**Problem to work on**
Rewrite the listing below with "target" changed to "subject" wherever it occurs and everything else left as it is. Omit the pictures from your answer.

**Recorded data**
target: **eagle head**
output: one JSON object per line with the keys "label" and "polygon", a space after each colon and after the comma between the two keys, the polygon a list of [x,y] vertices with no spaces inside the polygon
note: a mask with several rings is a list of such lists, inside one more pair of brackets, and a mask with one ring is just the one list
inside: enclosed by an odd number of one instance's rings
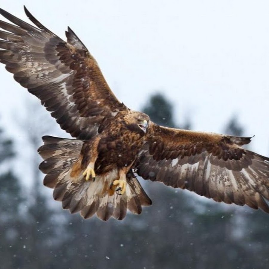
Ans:
{"label": "eagle head", "polygon": [[149,117],[146,114],[130,110],[124,118],[127,128],[130,131],[139,133],[141,135],[146,132]]}

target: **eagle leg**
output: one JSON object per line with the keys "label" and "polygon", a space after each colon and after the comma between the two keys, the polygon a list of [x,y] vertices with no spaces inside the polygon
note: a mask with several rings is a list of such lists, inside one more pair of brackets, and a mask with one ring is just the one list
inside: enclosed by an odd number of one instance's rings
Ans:
{"label": "eagle leg", "polygon": [[127,184],[126,174],[134,162],[134,161],[128,166],[125,166],[120,169],[119,174],[120,176],[118,179],[115,179],[110,185],[110,189],[114,192],[118,192],[120,195],[123,194],[126,191],[126,185]]}
{"label": "eagle leg", "polygon": [[90,162],[82,174],[85,176],[85,180],[87,181],[91,179],[93,181],[95,180],[95,172],[94,171],[94,164],[98,156],[97,148],[100,140],[100,137],[96,137],[93,141],[87,142],[84,143],[81,149],[80,154],[82,157],[82,165],[90,159]]}
{"label": "eagle leg", "polygon": [[123,194],[126,190],[126,179],[116,179],[111,183],[110,189],[114,192],[118,192],[119,195]]}
{"label": "eagle leg", "polygon": [[89,163],[87,168],[84,170],[82,174],[83,176],[86,176],[85,179],[86,181],[89,179],[92,179],[93,181],[95,180],[95,172],[94,172],[94,163],[91,162]]}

**Exercise response**
subject: **eagle head**
output: one JSON object per line with the keys "label" and "polygon", a space after each colon and after the comma between the two keys, the polygon a list of [x,y] vertices with no spaces inside the polygon
note: a mask with several rings is a list of such lists, inside one more pair of brackets, and a mask with one ring is just the one list
inside: enclosed by an odd number of one instance's rings
Ans:
{"label": "eagle head", "polygon": [[149,117],[146,114],[130,110],[124,118],[127,128],[130,131],[139,133],[141,135],[146,132]]}

subject: **eagle leg**
output: one JSON object per line with the keys "label" and "polygon", a space after each colon and after the comma between the two keys, the polygon a list of [x,y] vertices with no spaces inside the polygon
note: a mask with several rings is a list of such lists, inside one more pair of brackets, and a mask with one ring is just the one list
inside: enclosed by an odd number of one instance's rings
Ans:
{"label": "eagle leg", "polygon": [[127,184],[126,174],[134,162],[134,161],[128,166],[125,166],[120,169],[119,174],[120,176],[118,179],[115,179],[110,185],[110,189],[114,192],[118,192],[120,195],[123,194],[126,191],[126,185]]}
{"label": "eagle leg", "polygon": [[90,162],[82,174],[85,176],[85,180],[87,181],[91,179],[93,181],[95,180],[95,172],[94,171],[94,164],[98,156],[97,148],[100,140],[100,137],[96,137],[93,141],[87,142],[84,143],[81,149],[80,154],[82,157],[82,165],[90,159]]}
{"label": "eagle leg", "polygon": [[123,194],[126,190],[126,179],[116,179],[111,183],[110,189],[114,192],[118,192],[119,195]]}
{"label": "eagle leg", "polygon": [[89,163],[87,168],[84,170],[82,174],[83,176],[86,176],[85,179],[86,181],[89,179],[92,179],[93,181],[95,180],[95,172],[94,172],[94,163],[91,162]]}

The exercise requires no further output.